→ **EXTRACT**
=======
Sun Mee Chomet and Valeri Mudek in The Two Gentlemen of Verona—no, this is not what the headline refers to. Photo by T. Charles Erickson, courtesy Guthrie Theater.

February 05, 2009
In two of the most recent Guthrie productions I've seen, Shadowlands and A Delicate Balance, the actors fought losing battles to avoid being suffocated by the elaborate sets upon which they stood. With its current production of Shakespeare's The Two Gentlemen of Verona, director Joe Dowling finally gets it right; the show unapologetically glories in its elaborate artifice. Zero Mostel had it right in The Producers: "When you've got it, flaunt it! Flaunt it!"

the two gentlemen of verona, a play written by william shakespeare and directed by joe dowling. presented through march 29 at the guthrie theater, 818 s. 2nd st., minneapolis. for tickets ($29-$70) and information, see guthrietheater.org.
=======
→ **TASKS AND EXERCISES**
[1] In the Guthrie review, change "elaborate" to "lavish" in the passage from "Sun Mee Chomet" to "information, see guthrietheater.org.".
[2] Continue the Guthrie review of The Two Gentlemen of Verona from where it stops.
None of the material is needed.

→ **RECORD LIST**
=======
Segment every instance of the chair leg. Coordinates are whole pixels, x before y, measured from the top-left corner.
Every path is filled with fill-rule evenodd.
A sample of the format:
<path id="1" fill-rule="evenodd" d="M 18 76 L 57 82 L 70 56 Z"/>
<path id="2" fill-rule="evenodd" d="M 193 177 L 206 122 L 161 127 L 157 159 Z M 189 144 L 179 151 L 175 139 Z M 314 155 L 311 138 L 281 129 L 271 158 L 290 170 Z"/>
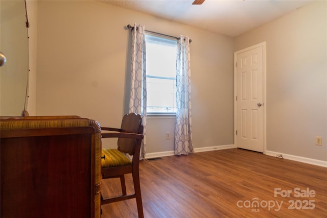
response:
<path id="1" fill-rule="evenodd" d="M 137 213 L 139 218 L 143 218 L 143 206 L 142 206 L 142 197 L 141 196 L 141 188 L 139 185 L 139 175 L 138 172 L 132 174 L 134 189 L 136 199 L 136 205 L 137 206 Z"/>
<path id="2" fill-rule="evenodd" d="M 127 195 L 126 192 L 126 184 L 125 182 L 125 176 L 122 175 L 120 177 L 121 178 L 121 185 L 122 186 L 122 192 L 123 192 L 123 196 L 126 196 Z"/>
=======
→ **THE RESPONSES**
[1]
Sun Mee Chomet and Valeri Mudek in The Two Gentlemen of Verona—no, this is not what the headline refers to. Photo by T. Charles Erickson, courtesy Guthrie Theater.

February 05, 2009
In two of the most recent Guthrie productions I've seen, Shadowlands and A Delicate Balance, the actors fought losing battles to avoid being suffocated by the lavish sets upon which they stood. With its current production of Shakespeare's The Two Gentlemen of Verona, director Joe Dowling finally gets it right; the show unapologetically glories in its lavish artifice. Zero Mostel had it right in The Producers: "When you've got it, flaunt it! Flaunt it!"

the two gentlemen of verona, a play written by william shakespeare and directed by joe dowling. presented through march 29 at the guthrie theater, 818 s. 2nd st., minneapolis. for tickets ($29-$70) and information, see guthrietheater.org.

[2]
If anyone was concerned that the compact, efficient set for Henry V represented the Guthrie's new standard for staging Shakespeare, Verona puts those fears decidedly to rest by turning the Wurtele Thrust Stage into a 1950s television studio where the Bard's beloved romantic comedy is being staged in a contemporary setting. ("Contemporary" being the 50s.) In the most effective, least obnoxious theatrical use of video I've seen in a long time, the televised production appears on two large monitors to either side of the stage—we can see the live actors onstage, and we can see the actors as they supposedly appear to the folks at home in their living rooms. Even more miraculously, Dowling pulls off the trick of inserting live performances of original 50s-style pop songs into the show in a manner that enhances the play rather than distracts from it.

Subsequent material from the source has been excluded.